Actions to take:
[A] Reproduce word for word the part of the passage on prostate enlargement that begins at the words "Benign enlargement of" and stops after the words "annoying to ignore.".
[B] Summarize the passage on prostate enlargement in two sentences.

Benign enlargement of the prostate gland (BPH) is a condition that will affect virtually all men who are blessed with a long life span—90 percent of men over 80 years of age have an enlarged prostate. The most well-known symptom of this disorder is the frequent need to urinate, especially at night. If the symptoms become severe enough, which ultimately means a complete blockage of the urethra, surgery is the only remedy. However, before that stage is reached (and it may never be reached for many men), drug therapy is usually the first line of defense in managing the symptoms as they become too annoying to ignore.
Conventional Western medicine relies on two different types of drug to treat an enlarged prostate that is creating moderate symptoms. One of these, finasteride (Proscar), brings relief by shrinking the prostate. The other drugs of choice are known as alpha-blockers and include Minpress, Cardura, and Hytrin. They work by helping various muscles relax, thus easing constriction of the urethra and improving flow.
These drugs do improve the lives of many sufferers, but unfortunately they also have a downside. Finasteride only works well for patients whose prostate is greatly enlarged, being less effective in cases of mild enlargement. It can also take six months before any improvement is seen. Both drug types have unwelcome side effects. Finasteride can cause erectile dysfunction in almost 10 percent of users and it can interfere with the user’s PSA level—a standard prostate cancer-screening index. Alpha-blockers may also interfere with sexual function, but their worst side effect is lowered blood pressure.
Alternative health practitioners, as well as increasing numbers of conventional physicians, offer a third option when it comes to the non-surgical treatment of BPH—naturally occurring saw palmetto. This extract, obtained from a small palm-like plant grown in the West Indies and southeast United States, has a long history of being useful in the treatment of prostate problems. It was widely used in Europe throughout the 20th century and, since the 1990s, has steadily gained a greater following in the U.S. It is now one of the highest selling herbal remedies on the market.

Data extracts:
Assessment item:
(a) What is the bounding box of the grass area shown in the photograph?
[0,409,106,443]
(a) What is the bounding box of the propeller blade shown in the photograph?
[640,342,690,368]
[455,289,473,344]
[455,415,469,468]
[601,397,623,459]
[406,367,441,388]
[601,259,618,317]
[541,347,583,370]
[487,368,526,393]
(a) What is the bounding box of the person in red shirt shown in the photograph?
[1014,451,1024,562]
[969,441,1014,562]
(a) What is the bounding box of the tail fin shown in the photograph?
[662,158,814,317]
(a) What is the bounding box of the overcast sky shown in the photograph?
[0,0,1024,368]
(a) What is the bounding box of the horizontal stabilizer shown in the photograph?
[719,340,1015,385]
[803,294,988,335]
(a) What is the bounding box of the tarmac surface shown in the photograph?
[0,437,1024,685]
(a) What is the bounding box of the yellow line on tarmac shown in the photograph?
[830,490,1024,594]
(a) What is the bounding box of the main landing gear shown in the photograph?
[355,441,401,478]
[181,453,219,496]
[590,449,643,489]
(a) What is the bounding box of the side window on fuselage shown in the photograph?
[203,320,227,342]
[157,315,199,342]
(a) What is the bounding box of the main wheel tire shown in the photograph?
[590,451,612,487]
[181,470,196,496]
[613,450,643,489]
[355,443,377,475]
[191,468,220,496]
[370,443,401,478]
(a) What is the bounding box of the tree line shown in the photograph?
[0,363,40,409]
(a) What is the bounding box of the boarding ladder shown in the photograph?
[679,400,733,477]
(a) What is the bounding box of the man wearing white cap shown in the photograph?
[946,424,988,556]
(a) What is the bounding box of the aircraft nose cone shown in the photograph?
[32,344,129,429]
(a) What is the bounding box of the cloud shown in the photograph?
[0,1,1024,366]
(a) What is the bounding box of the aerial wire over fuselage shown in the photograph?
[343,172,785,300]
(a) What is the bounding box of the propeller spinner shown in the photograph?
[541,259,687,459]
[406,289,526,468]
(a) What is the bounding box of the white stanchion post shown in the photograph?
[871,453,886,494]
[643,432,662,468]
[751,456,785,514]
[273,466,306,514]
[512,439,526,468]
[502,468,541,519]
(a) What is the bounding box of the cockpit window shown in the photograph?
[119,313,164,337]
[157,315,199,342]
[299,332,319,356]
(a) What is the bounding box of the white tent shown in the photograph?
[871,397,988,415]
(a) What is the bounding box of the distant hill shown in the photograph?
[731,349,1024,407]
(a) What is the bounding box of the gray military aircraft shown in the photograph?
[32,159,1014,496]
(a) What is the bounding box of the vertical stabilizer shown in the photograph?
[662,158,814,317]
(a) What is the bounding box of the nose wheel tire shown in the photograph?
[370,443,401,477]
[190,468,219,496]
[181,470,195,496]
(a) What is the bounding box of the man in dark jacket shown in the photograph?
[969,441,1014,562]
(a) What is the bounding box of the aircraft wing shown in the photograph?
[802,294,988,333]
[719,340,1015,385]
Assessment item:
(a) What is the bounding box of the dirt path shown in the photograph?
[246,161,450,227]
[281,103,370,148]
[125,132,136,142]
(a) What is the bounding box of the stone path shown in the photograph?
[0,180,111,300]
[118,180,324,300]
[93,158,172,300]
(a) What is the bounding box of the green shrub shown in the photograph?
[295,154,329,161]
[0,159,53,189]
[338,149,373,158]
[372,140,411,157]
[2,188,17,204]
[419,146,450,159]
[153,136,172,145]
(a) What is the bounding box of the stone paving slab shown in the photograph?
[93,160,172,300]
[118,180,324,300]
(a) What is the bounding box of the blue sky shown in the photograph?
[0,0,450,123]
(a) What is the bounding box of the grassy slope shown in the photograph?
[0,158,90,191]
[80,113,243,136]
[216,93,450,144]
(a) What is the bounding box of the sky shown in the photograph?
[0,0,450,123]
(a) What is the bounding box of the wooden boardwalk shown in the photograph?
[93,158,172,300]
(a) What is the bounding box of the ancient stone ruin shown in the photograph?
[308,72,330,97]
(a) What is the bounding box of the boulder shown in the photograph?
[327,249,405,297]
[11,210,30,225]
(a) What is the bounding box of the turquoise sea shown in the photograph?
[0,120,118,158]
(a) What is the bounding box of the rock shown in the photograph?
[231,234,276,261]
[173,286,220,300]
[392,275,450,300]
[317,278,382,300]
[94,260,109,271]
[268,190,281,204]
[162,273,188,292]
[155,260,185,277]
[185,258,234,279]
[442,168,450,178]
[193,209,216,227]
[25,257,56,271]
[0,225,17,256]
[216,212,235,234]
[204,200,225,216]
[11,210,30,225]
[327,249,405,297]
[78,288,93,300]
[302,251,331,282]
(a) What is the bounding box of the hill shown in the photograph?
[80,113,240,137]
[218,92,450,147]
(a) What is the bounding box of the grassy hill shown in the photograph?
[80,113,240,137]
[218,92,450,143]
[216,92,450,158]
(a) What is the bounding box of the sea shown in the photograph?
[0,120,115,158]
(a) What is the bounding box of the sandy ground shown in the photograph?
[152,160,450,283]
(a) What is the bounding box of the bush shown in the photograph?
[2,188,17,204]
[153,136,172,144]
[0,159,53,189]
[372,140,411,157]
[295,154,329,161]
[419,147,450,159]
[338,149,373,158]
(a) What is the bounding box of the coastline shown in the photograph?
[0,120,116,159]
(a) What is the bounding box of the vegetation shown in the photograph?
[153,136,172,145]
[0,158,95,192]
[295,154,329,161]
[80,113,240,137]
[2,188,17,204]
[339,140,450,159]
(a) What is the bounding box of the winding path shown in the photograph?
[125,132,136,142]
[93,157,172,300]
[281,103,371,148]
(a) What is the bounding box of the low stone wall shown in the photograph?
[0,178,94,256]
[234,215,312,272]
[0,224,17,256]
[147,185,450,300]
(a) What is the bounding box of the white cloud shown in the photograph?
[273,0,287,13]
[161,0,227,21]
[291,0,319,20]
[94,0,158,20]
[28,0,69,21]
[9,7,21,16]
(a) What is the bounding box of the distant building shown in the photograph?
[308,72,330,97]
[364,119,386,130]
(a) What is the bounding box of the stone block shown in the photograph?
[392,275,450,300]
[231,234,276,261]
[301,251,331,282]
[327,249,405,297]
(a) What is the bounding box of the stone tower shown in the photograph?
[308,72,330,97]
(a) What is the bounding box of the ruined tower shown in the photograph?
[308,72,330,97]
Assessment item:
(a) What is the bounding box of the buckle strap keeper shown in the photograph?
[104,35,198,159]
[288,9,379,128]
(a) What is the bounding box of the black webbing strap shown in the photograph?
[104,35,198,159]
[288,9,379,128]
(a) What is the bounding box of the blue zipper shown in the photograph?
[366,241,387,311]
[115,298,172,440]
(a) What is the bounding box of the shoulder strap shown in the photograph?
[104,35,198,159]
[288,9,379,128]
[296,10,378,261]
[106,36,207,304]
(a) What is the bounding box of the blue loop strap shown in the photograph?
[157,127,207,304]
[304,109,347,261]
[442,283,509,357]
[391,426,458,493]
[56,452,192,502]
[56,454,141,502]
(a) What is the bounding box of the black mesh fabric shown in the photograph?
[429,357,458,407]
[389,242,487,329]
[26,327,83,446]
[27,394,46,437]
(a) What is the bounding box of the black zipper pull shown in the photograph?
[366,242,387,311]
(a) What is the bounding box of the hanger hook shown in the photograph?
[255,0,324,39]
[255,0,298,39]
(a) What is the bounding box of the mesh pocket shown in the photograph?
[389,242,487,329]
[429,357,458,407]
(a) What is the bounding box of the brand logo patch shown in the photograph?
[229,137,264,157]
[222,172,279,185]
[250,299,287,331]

Solution set:
[A]
Benign enlargement of the prostate gland (BPH) is a condition that will affect virtually all men who are blessed with a long life span—90 percent of men over 80 years of age have an enlarged prostate. The most well-known symptom of this disorder is the frequent need to urinate, especially at night. If the symptoms become severe enough, which ultimately means a complete blockage of the urethra, surgery is the only remedy. However, before that stage is reached (and it may never be reached for many men), drug therapy is usually the first line of defense in managing the symptoms as they become too annoying to ignore.

[B] Benign enlargement of the prostate affects virtually all long-lived men and causes a frequent need to urinate, and drug therapy is usually the first line of defense before surgery is needed. Conventional drugs such as finasteride and alpha-blockers bring relief but can cause side effects like erectile dysfunction and lowered blood pressure, while saw palmetto, a plant extract with a long history of use for prostate problems, offers a third non-surgical option.